Ossie Davis: An Appreciation (NPR, Text/Audio)

(FinalCall.com) – It is not our custom to loudly eulogize our heroes and heroines. We prefer to give them flowers while they live, when they can indeed smell them!

But on the passing of the great actor Ossie Davis, we pause to pay our respects because of the sterling examples of his life, his career, and indeed his marriage to his partner, actress Ruby Dee–a marriage which lasted an astonishing 56 years!


He belonged to us. He exists in us. We can be, and be more, every day more. Larger, kinder, truer, more honest, more courageous, and more loving because Ossie Davis existed and belonged to all of us. -Maya Angelou

Thousands of mourners filled Riverside Church in Harlem for the funeral of Mr. Davis Feb. 13. He died Feb. 4 at the age of 87 while on location for a film in Florida.

Data excerpts:

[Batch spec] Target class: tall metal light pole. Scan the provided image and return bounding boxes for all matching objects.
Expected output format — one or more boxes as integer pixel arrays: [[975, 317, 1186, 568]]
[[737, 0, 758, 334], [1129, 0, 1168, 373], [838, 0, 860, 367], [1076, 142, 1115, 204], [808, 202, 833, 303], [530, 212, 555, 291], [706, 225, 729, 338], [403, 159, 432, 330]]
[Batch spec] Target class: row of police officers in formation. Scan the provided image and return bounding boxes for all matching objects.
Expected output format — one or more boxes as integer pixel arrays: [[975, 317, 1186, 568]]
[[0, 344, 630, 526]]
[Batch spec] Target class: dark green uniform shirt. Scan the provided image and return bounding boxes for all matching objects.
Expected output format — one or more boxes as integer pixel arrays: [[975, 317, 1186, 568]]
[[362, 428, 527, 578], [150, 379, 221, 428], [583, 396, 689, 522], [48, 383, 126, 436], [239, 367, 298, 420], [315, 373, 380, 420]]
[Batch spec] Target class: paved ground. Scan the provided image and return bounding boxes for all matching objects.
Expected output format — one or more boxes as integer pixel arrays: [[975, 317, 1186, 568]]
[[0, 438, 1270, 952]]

▶ [Task list]:
1. For each statement, say yes or no according to the Ossie Davis tribute, and quote the words of the tribute that settle it. (a) Davis's marriage to Ruby Dee lasted 56 years. (b) The funeral at Riverside Church took place on Feb. 4. (c) Davis died while on location for a film in Florida.
2. In the Ossie Davis tribute, list every quality that the Maya Angelou quotation says we can grow in because Davis existed.
3. Carry on the Ossie Davis tribute from the point where it ends.

▶ [Responses by task]:
1.
(a) Yes: "a marriage which lasted an astonishing 56 years!"
(b) No: "for the funeral of Mr. Davis Feb. 13. He died Feb. 4"
(c) Yes: "while on location for a film in Florida."

2. Larger, kinder, truer, more honest, more courageous, more loving.

3.
For five decades, he built a career as a distinguished actor, a playwright and a director. He was renowned for his civil rights activism and he was an indelible figure in the American struggle for equality for Black people.

In his eulogy, Harry Belafonte said, “Among many gifts mastered, he was foremost a master of language. He understood the power of words and used them to articulate our deepest hope for the fulfillment of our oneness, with all humanity. Ossie Davis was born into a time of great promise. And guided by his fervent dedication to justice, he wasted no opportunity in defending the causes of the poor, the humiliated, the oppressed.

“He was our troubadour.

Poet Maya Angelou said, “He belonged to us. He exists in us. We can be, and be more, every day more. Larger, kinder, truer, more honest, more courageous, and more loving because Ossie Davis existed and belonged to all of us.

“At the funeral, Jazz musician Wynton Marsalis offered a musical tribute.

Former President Bill Clinton said, “Ossie Davis would have been a very good President of the United States.” Better than that, he was in fact the Griot of the United States. He was our Grandfather. His oral traditions sang with wisdom, the joys and the challenges in all our lives.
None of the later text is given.